## START Records

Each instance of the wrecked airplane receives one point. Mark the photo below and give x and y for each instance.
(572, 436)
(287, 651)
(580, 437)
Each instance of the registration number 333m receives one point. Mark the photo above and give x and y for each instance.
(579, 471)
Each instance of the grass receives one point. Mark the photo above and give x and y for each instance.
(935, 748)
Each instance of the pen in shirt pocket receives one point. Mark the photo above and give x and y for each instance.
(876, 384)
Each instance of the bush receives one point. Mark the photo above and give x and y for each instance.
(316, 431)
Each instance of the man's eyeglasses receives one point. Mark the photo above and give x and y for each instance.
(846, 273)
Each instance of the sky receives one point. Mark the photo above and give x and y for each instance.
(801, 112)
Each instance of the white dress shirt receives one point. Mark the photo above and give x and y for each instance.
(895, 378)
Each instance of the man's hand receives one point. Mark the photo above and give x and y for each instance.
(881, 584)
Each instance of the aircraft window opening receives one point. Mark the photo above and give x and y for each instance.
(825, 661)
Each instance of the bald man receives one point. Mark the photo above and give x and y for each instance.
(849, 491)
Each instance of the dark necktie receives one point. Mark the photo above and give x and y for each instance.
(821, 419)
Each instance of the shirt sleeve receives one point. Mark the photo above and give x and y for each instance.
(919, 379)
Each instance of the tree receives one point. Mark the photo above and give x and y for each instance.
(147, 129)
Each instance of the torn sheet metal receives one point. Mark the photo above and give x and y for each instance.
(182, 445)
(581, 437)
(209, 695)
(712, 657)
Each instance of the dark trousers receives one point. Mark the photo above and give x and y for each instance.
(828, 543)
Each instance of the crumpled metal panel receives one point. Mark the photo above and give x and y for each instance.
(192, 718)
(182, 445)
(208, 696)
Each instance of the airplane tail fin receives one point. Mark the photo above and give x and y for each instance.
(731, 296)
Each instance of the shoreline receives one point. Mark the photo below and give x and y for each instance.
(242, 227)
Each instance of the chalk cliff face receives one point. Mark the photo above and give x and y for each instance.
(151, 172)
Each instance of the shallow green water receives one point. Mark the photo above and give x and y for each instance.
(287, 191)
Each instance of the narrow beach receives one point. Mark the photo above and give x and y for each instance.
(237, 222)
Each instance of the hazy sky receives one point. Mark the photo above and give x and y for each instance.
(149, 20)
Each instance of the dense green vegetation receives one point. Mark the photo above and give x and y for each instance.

## END Records

The records above should be restated word for word, please.

Each instance of the wrecked airplane receives one point. Mark the photo below and give x and y for each instance.
(572, 436)
(287, 651)
(580, 437)
Each instance of the registration number 333m receives one point. Mark the photo above and give x and y for each instance.
(579, 471)
Each instance of the grass receives one point. Mark the photo above and give x and y for each instance.
(935, 748)
Each instance of the pen in shirt pocket receives one point. Mark the photo above and give x and y for each instance.
(876, 384)
Each instance of the bush receives one point. Mark the photo above and give x and y for each instance.
(316, 431)
Each instance of the man's eyeglasses receives one point. Mark the photo above and give x and y for each instance.
(846, 273)
Each instance of the sky receives one point. Mark the photo above and give x and y for each instance.
(801, 112)
Each instance of the white dress shirt receives one point. Mark the photo above and give x and y for each instance.
(895, 378)
Each instance of the man's hand receives one point. Mark the photo above and give x and y for each instance.
(881, 584)
Each instance of the aircraft window opening receives one point. Mark the photo above and give x and y for each instance.
(825, 661)
Each instance of the bald man receives one point. Mark the photo above and give x and y for each instance.
(849, 491)
Each instance of the dark necktie receives one point. Mark the photo above and give x and y for each instance.
(821, 419)
Each instance of the shirt sleeve receives one point. Mark the photo above and give x and y for each instance.
(919, 379)
Each instance of the tree receives one point. Mark the photo above and give x and y for each instance.
(147, 129)
Each instance of the torn sheet metal receives one point. Mark the photo above and give x and y for each instance.
(182, 445)
(581, 437)
(209, 695)
(712, 657)
Each instance of the dark trousers receives one point. Mark the photo above and give x and y for each instance.
(828, 543)
Each instance of the crumpled metal panel receives one point. Mark the photo above and give x and y for each instance.
(192, 718)
(182, 445)
(208, 696)
Each instance of the airplane tail fin receives one point. Mark the photo above and give x and y for each instance.
(731, 296)
Each instance of the shoreline receives one point. Mark the photo below and give x and y for each instance.
(242, 227)
Each instance of the chalk cliff face receives one point. Mark the photo above and give x and y for each instance.
(151, 172)
Each instance of the shallow green water receives one point. Mark the photo above and give x and y for each instance.
(287, 191)
Each instance of the narrow beach receives one point. Mark the photo above and give x and y for each instance.
(237, 222)
Each instance of the hazy sky receives one point. Mark the photo above and give x and y for each instance.
(149, 20)
Each instance of the dense green vegetation receives one point. Mark the photo above and give x and y for each instance.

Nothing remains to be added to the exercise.